Exercise prompt
Copy each line from the entries that the word "yellow" appears in.

[Natural-language object grounding data]
Segment Open
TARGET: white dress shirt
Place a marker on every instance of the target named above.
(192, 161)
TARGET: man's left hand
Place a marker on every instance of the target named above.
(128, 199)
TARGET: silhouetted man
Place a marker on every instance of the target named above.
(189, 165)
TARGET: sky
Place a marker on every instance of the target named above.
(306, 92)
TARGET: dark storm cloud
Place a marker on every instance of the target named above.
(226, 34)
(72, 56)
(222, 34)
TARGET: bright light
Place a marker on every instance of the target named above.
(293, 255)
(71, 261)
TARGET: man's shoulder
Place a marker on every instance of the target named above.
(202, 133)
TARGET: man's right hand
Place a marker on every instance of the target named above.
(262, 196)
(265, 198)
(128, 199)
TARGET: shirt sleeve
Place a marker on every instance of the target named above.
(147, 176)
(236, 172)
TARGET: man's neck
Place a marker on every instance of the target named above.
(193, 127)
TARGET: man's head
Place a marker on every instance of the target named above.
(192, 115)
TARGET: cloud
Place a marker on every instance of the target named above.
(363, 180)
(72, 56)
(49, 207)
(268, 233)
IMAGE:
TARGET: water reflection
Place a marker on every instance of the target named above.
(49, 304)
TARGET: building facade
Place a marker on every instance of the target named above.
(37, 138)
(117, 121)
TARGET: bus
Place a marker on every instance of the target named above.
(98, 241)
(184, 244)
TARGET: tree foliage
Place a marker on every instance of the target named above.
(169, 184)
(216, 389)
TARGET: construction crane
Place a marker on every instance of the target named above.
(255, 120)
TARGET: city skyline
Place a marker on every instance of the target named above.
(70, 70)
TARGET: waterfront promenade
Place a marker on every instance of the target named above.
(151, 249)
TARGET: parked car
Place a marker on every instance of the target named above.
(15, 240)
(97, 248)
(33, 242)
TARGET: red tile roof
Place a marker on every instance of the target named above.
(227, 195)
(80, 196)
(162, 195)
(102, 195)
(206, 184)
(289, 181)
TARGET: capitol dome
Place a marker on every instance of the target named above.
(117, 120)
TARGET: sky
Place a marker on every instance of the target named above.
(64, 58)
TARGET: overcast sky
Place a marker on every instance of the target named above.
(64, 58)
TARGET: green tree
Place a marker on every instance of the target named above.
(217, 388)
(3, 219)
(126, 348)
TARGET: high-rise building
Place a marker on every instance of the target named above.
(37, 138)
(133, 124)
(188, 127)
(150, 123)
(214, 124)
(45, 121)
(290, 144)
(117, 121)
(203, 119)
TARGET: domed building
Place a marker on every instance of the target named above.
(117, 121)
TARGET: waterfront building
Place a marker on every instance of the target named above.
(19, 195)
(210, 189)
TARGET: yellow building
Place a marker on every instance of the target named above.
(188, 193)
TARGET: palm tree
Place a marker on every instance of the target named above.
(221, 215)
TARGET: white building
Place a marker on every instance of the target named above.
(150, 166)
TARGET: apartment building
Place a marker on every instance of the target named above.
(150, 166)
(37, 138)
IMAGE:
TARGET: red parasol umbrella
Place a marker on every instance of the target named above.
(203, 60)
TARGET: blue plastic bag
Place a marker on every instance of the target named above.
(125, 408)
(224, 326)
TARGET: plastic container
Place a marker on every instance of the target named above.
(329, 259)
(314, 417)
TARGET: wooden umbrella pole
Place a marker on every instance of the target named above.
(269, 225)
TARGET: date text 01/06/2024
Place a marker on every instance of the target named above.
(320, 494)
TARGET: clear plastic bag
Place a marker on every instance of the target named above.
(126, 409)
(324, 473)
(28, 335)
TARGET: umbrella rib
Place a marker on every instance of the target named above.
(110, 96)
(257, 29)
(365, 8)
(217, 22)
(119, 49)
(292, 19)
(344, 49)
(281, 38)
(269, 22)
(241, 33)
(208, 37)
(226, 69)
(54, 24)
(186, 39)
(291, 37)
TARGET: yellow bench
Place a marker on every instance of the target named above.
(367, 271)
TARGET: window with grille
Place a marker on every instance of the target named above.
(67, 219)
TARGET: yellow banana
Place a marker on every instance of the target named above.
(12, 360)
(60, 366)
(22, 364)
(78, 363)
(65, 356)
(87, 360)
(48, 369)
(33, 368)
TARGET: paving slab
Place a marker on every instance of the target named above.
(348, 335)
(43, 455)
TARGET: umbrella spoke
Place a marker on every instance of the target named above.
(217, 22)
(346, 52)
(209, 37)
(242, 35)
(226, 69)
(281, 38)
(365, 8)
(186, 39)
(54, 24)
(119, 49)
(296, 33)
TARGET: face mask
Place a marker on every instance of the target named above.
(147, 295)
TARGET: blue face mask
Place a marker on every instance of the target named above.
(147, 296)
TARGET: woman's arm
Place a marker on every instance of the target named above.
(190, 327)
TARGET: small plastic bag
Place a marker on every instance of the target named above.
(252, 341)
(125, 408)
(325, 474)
Segment Closed
Output for this exercise
TARGET: yellow building
TARGET: yellow bench
TARGET: yellow banana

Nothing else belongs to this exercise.